__Work required__. Every line from the line containing "of the entablature" through the final line of the data is to be printed exactly; no other line is to appear.

+ + + + +

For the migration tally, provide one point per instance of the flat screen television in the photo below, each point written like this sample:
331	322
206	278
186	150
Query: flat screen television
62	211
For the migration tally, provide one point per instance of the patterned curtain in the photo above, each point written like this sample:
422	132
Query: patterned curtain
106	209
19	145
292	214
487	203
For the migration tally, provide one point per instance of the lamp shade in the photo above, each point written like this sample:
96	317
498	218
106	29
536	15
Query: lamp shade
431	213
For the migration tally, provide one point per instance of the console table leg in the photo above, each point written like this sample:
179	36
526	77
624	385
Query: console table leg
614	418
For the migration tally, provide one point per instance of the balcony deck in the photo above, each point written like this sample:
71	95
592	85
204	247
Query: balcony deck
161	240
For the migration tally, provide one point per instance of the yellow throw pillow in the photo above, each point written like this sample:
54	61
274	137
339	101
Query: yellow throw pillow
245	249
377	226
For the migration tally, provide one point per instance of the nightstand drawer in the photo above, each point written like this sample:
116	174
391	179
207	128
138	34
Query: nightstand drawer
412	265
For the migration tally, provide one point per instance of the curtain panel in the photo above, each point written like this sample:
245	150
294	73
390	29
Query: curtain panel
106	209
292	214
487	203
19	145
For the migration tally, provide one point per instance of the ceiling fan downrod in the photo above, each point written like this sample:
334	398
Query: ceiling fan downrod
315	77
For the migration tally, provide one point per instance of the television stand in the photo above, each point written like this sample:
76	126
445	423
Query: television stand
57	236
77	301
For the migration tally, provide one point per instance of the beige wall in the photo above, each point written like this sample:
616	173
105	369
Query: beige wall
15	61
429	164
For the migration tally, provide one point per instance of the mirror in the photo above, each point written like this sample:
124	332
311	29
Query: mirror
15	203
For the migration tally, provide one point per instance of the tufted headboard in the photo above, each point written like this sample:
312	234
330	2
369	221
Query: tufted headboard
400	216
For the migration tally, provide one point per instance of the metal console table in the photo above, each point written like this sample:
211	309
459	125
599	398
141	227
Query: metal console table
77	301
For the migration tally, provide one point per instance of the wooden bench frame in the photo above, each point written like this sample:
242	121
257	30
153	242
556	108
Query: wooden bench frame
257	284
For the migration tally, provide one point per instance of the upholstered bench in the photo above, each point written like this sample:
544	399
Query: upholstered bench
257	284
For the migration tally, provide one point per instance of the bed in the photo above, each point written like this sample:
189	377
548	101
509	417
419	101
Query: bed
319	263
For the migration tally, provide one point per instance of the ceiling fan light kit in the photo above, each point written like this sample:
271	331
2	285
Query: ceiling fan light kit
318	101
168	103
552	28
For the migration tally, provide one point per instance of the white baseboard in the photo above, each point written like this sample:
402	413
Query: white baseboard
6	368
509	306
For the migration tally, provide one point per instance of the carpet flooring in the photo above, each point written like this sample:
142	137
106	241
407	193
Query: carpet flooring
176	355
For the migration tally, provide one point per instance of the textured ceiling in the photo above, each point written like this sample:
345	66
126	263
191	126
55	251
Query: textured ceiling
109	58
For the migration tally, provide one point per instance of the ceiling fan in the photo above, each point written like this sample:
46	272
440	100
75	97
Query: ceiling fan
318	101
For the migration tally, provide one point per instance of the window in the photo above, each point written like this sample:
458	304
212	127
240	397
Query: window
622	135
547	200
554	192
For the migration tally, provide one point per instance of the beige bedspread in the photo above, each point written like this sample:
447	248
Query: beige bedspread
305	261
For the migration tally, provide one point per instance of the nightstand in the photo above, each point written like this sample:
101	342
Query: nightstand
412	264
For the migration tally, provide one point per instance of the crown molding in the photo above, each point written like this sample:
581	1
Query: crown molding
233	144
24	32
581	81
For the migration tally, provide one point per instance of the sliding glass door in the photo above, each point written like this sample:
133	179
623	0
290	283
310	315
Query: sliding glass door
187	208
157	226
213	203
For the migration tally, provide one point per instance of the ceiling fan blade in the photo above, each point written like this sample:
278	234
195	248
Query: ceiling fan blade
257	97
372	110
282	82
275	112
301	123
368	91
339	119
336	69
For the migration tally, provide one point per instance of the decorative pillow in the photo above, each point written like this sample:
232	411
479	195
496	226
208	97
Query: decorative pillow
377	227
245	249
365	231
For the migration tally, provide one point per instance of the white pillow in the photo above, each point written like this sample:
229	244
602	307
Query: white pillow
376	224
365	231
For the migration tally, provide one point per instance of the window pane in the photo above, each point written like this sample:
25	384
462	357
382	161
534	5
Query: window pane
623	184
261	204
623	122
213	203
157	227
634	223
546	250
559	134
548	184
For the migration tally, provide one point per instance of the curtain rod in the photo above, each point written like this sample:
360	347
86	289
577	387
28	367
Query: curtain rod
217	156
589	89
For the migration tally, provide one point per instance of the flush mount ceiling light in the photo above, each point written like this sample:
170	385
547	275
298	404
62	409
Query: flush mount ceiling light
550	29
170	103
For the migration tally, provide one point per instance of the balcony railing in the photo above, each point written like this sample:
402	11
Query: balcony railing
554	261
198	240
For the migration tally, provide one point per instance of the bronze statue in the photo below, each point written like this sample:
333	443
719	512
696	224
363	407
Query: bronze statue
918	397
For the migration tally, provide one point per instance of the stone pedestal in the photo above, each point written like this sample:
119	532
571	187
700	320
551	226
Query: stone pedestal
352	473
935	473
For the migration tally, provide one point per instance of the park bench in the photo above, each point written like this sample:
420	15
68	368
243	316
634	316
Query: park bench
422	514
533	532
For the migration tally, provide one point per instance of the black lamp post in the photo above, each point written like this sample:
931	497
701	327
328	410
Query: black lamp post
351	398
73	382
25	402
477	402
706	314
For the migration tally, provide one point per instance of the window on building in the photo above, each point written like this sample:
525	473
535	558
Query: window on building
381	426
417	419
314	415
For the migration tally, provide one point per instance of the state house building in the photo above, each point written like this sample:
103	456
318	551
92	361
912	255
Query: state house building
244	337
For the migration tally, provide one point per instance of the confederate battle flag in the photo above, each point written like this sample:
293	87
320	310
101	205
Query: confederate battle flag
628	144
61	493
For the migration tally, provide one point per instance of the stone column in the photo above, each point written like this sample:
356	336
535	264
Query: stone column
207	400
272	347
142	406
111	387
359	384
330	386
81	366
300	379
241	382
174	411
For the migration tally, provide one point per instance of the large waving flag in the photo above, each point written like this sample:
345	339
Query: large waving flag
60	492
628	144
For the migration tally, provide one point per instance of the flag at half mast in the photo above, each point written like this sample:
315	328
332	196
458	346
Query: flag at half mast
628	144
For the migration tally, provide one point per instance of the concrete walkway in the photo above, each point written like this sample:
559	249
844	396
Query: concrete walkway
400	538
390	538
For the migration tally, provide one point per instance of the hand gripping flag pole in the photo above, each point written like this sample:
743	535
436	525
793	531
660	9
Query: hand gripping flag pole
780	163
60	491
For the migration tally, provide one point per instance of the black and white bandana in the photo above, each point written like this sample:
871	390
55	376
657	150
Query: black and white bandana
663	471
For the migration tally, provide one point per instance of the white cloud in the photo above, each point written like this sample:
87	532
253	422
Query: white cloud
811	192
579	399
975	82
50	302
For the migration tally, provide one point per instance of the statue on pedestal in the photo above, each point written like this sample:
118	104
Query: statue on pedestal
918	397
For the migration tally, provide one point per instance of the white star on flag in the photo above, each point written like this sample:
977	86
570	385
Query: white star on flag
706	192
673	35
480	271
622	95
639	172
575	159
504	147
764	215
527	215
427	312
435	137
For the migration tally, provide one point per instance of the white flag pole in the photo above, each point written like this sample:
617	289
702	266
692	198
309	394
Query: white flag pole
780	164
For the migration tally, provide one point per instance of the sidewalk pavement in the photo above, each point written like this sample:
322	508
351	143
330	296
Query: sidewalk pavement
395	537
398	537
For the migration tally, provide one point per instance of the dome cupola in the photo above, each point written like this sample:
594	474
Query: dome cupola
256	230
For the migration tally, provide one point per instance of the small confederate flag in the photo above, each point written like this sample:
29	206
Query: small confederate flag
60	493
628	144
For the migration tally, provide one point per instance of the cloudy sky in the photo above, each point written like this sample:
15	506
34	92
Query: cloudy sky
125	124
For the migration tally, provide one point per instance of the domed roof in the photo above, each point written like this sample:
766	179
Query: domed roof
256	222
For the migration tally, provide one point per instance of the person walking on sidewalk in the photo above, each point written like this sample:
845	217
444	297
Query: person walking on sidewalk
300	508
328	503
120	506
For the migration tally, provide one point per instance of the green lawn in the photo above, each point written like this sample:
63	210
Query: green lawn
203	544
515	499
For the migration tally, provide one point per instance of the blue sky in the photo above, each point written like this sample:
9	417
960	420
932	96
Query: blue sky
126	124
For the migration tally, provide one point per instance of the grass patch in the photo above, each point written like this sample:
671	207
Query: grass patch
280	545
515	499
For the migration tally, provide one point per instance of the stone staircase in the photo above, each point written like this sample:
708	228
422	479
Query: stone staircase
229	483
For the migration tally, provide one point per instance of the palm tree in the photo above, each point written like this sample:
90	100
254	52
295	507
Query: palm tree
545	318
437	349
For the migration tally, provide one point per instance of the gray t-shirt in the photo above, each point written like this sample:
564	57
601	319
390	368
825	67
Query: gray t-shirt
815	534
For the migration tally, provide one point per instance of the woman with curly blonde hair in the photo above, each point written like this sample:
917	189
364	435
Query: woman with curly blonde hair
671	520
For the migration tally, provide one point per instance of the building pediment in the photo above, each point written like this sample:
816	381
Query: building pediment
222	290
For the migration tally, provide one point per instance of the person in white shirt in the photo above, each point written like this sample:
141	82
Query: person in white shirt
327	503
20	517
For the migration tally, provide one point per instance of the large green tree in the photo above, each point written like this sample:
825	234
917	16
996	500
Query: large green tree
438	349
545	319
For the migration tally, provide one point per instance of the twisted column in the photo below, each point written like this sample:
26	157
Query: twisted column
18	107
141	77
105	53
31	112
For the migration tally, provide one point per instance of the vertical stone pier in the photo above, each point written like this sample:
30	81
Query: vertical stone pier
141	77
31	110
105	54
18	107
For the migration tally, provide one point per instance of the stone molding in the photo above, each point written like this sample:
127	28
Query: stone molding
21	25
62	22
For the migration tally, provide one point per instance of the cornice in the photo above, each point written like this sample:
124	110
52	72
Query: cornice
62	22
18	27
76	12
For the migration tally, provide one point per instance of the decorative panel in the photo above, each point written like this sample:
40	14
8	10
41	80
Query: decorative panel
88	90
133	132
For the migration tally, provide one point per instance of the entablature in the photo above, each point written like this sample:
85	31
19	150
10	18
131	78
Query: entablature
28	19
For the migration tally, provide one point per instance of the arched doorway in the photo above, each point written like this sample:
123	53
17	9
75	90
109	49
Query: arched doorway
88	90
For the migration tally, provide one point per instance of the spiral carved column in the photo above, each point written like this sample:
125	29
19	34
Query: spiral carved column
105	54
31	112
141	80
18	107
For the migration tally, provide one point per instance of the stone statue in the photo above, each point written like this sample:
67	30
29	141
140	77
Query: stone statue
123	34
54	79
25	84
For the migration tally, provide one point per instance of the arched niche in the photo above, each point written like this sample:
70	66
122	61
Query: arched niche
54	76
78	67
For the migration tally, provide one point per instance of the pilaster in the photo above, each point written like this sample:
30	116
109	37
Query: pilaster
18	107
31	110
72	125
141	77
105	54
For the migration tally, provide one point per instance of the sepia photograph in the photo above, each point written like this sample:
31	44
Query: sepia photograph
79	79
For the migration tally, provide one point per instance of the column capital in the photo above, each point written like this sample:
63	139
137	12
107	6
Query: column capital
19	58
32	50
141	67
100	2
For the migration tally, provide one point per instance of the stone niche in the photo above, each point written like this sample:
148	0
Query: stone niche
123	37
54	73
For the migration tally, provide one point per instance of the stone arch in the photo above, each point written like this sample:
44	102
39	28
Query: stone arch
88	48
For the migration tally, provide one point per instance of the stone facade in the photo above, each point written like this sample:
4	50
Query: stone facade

+ + + + +

__In response__.
For the migration tally, provide one point per instance of the entablature in the photo above, each point written like this sample:
85	31
19	150
10	18
131	78
Query: entablature
28	19
For the migration tally, provide one point per instance of the arched doorway in the photo above, each point written like this sample:
123	53
17	9
75	90
109	49
Query: arched doorway
88	90
For the migration tally, provide one point per instance of the spiral carved column in the photo above, each point written like this sample:
125	29
19	34
Query: spiral carved column
105	54
31	112
141	80
18	107
For the migration tally, provide one point per instance of the stone statue in the photo above, each point written like this sample:
67	30
29	141
140	77
Query: stone statue
123	34
54	79
25	84
For the migration tally, provide one point per instance of the arched niche in the photo above, each point written like this sample:
70	66
122	61
Query: arched niche
54	76
78	67
For the migration tally, provide one point per instance of the pilaster in the photo above, each point written like this sample:
30	116
109	37
Query: pilaster
18	107
31	110
72	125
141	77
105	54
For the migration tally, provide one point per instance of the sepia photograph in the photo above, each point written like this sample:
31	44
Query: sepia photograph
79	79
For the migration tally, provide one point per instance of the column capital in the photo above, each point written like this sample:
63	139
137	12
107	6
Query: column capital
19	58
32	50
141	67
100	2
For the migration tally, provide one point per instance of the stone niche in the photo above, each point written like this sample:
148	0
Query: stone niche
123	37
54	73
For the migration tally, provide one point per instance of the stone arch in the photo above, each point written like this sample:
44	102
39	28
Query: stone arch
88	48
For the migration tally, provide one point per instance of the stone facade in the photo above, each point written like this sample:
4	50
Query: stone facade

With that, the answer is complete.